▸ Activity
Copy, from the material below, each line that contains the word "Target".

Stored data: Begin

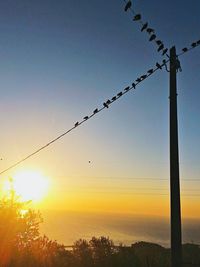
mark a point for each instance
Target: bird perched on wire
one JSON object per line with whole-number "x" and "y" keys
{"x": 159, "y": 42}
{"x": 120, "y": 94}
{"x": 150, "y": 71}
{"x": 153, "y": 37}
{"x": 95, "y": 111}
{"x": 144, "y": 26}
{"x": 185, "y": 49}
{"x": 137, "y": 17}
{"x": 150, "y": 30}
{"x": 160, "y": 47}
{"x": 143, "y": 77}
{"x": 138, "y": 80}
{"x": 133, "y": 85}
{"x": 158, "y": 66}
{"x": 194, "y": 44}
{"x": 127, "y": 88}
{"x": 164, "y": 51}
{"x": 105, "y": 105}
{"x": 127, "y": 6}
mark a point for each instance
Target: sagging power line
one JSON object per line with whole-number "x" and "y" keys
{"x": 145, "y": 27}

Stored data: End
Stored data: Begin

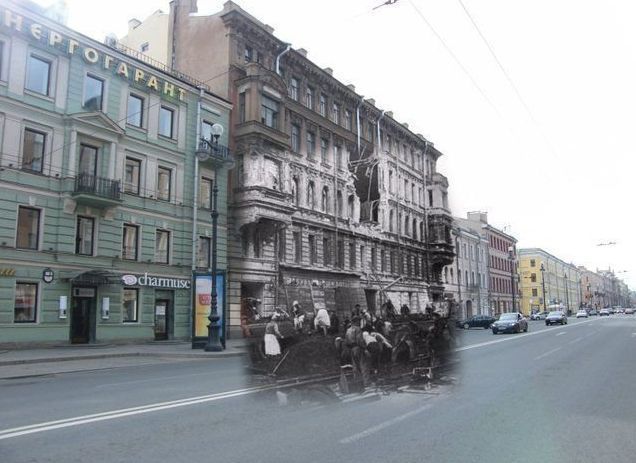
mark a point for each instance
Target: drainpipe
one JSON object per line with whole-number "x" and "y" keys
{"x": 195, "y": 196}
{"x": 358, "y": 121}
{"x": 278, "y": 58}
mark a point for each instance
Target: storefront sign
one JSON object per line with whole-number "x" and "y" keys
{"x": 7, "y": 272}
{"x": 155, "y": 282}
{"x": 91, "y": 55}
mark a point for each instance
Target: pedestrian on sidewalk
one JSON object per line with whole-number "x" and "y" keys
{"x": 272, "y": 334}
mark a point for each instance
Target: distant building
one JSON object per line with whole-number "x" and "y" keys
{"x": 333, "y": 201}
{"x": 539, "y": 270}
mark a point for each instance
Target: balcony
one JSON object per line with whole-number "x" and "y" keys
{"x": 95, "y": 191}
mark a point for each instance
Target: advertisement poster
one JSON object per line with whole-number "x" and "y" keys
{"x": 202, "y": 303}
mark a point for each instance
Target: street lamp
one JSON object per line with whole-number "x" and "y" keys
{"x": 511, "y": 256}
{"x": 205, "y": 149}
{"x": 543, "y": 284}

Stored data: End
Stored data: Begin

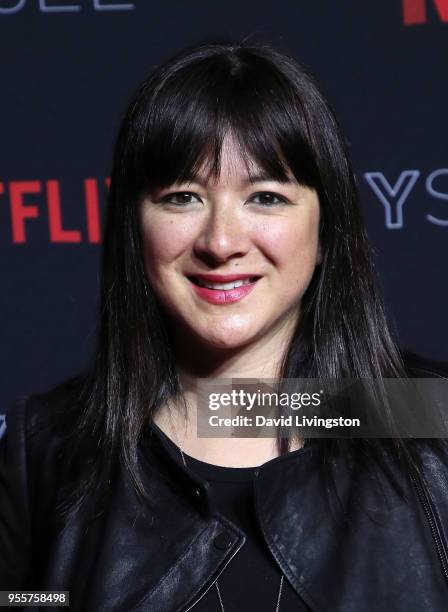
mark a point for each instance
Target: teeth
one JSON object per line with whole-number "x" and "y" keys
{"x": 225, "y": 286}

Stored data: End

▸ Output below
Target: bird perched on wire
Target: sagging power line
Target: drainpipe
Target: storefront sign
Target: pedestrian on sidewalk
Target: distant building
Target: balcony
Target: advertisement poster
Target: street lamp
Target: teeth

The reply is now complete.